■ EXCERPT:
"""

In other words, being conscious is the sign of life and living being. Life and living being means they are conscious.
Therefore consciousness is the sign of life for the life and biologically living being.
Consciousness is not some matter arising or emerging from brain or neurons. It is not some immaterial mysterious existence separated from the body either.
It is the mental quality observable from the complete biologically living being with experience, self identity, ability to interact with the the world and other beings.
We don’t see any conscious brains or conscious neurons or souls walking in the street or knocking on your door or asking you the directions to the nearest post office.
We see conscious people in the work, streets and cities and schools. We see conscious dogs, cats, horses and birds.
I think we need to be careful not to confuse the displaying of behaviours with the presence of consciousness itself. For instance, a person with locked-in syndrome can’t physically do more than move their eyes. Yet, being a human with a fully developed brain, they must still think about the world and have a sense of identity.
I’m also wondering what your view is on whether simple robots and micro-organisms are conscious. This isn’t a “gotcha” question but rather something I’ve wondered about myself. For example, if we imagine one of those little box robots on treads that you can build from a kit, we have a camera which the robot can take in objects in its environment, process that information through internal circuits, and do things like avoid obstacles, pick things up (if it has moveable arms) and retreat from walls. From a behavioural perspective, this suggests the robot could have conciousness.
Similarly, something like a rotifer can detect food sources, prey, or environmental conditions that are favourable or unfavourable. It move away from or toward things depending on what they are. Again, from an external view this looks like conscious behaviour even though the organism lacks a nervous system.
And, again, the amount of time the atoms are separated isn’t relevant. If my atoms are separated for any amount of time, I do not exist.

"""

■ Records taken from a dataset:
"""

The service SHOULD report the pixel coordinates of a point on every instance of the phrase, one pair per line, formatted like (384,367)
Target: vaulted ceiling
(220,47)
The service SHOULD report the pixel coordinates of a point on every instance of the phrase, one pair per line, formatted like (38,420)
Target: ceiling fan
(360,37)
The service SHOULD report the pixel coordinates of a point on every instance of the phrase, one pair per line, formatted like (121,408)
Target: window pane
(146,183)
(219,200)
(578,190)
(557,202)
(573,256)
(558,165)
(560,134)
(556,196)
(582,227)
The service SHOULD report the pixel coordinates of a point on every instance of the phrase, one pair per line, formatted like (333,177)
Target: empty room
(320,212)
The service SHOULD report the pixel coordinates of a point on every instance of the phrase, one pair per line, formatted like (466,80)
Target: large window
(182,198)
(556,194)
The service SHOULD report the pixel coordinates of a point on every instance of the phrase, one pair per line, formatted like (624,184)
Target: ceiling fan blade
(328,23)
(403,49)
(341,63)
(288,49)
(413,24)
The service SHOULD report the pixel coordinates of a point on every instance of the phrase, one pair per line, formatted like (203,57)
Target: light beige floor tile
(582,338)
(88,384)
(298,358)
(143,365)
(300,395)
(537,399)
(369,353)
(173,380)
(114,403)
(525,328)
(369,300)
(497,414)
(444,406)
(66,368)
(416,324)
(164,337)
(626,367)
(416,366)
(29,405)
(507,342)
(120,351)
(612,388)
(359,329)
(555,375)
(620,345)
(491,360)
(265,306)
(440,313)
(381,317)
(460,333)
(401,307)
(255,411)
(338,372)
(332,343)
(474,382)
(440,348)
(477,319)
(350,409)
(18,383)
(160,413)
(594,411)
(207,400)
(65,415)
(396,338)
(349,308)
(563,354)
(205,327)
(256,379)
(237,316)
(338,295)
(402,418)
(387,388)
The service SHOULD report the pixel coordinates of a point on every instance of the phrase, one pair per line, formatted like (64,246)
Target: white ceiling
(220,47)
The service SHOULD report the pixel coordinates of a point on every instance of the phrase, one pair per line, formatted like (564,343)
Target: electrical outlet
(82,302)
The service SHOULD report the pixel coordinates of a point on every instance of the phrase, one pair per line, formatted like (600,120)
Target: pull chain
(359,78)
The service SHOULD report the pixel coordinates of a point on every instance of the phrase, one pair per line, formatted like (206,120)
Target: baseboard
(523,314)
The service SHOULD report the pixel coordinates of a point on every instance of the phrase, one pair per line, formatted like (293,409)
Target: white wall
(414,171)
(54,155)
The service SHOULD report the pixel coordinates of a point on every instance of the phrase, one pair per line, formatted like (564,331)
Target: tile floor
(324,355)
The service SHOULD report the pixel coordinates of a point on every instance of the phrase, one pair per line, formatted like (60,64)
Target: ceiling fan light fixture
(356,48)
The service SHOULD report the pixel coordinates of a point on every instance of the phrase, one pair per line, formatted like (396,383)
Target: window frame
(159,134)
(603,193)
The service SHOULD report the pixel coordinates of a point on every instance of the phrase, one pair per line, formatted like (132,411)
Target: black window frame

"""

■ REQUIRED ACTION A:
Check each statement against the consciousness excerpt and answer yes or no, quoting the words that decide it: (i) consciousness is an immaterial existence separated from the body; (ii) a person with locked-in syndrome can physically do no more than move their eyes; (iii) the kit-built robot has a camera.
■ REQUIRED ACTION B:
Pick up the consciousness excerpt after its final sentence and continue it.

■ EXERCISE RESULT A:
(i) No: "It is not some immaterial mysterious existence separated from the body either."
(ii) Yes: "a person with locked-in syndrome can’t physically do more than move their eyes."
(iii) Yes: "we have a camera which the robot can take in objects in its environment"

■ EXERCISE RESULT B:
Yes. I have come to this stance in the last couple weeks. If I break a vase, and glue it back together, it is the same vase. It’s still the same one that was made in the Ming dynasty. It’s just crap now, because it’s got cracks and glue, rather than being a mint condition.
Reassembling my atoms the way we’re discussing doesn’t even have metaphorical cracks and glue.
Regarding my consciousness… I don’t believe there is any non-physical/immaterial “thing” about me. My consciousness is my subjective experience of myself. There is no physical explanation for this subjective experience. The capacity to experience is non-physical, but that doesn’t mean I have a non-physical thing that is my consciousness.
What that means is, after you reassemble my atoms, the subjective experience will begin again, exactly where I left off. There can’t be any difference between the consciousness before my atoms were dispersed and when they were reassembled.
What are they were talking about the physical aspects or the consciousness, it’s identical before or after. Sure, there was a break. Breaking the continuity. But it couldn’t matter less. There is literally no difference
You are really just saying that in the case of total similarity, continuity is irrelevant. No one actually believes continuity is irrelevant. If the original was simply killed, or replaced by someone else entirely, continuity would be of great concern to the original.
You are not escaping the question, you are just answering it: in the case of total indistinguishably, continuity is not a relevant factor. I mean, that is not totally implausible. But it might be a tough pill to swallow for the original.
Imagine this deal being offered: a company will replace you with a clone that is guaranteed and well validated to be indistinguishable to you. As a promotional offer, the clone also gets ten million dollars. You will meet the clone, shake hands, hand over the keys, and be led away to be painlessly euthanized.
If indistinguishability is satisfied, according to you the original should obviously take the deal. But I suspect most people would have grave doubts surrounding their continuity with the clone.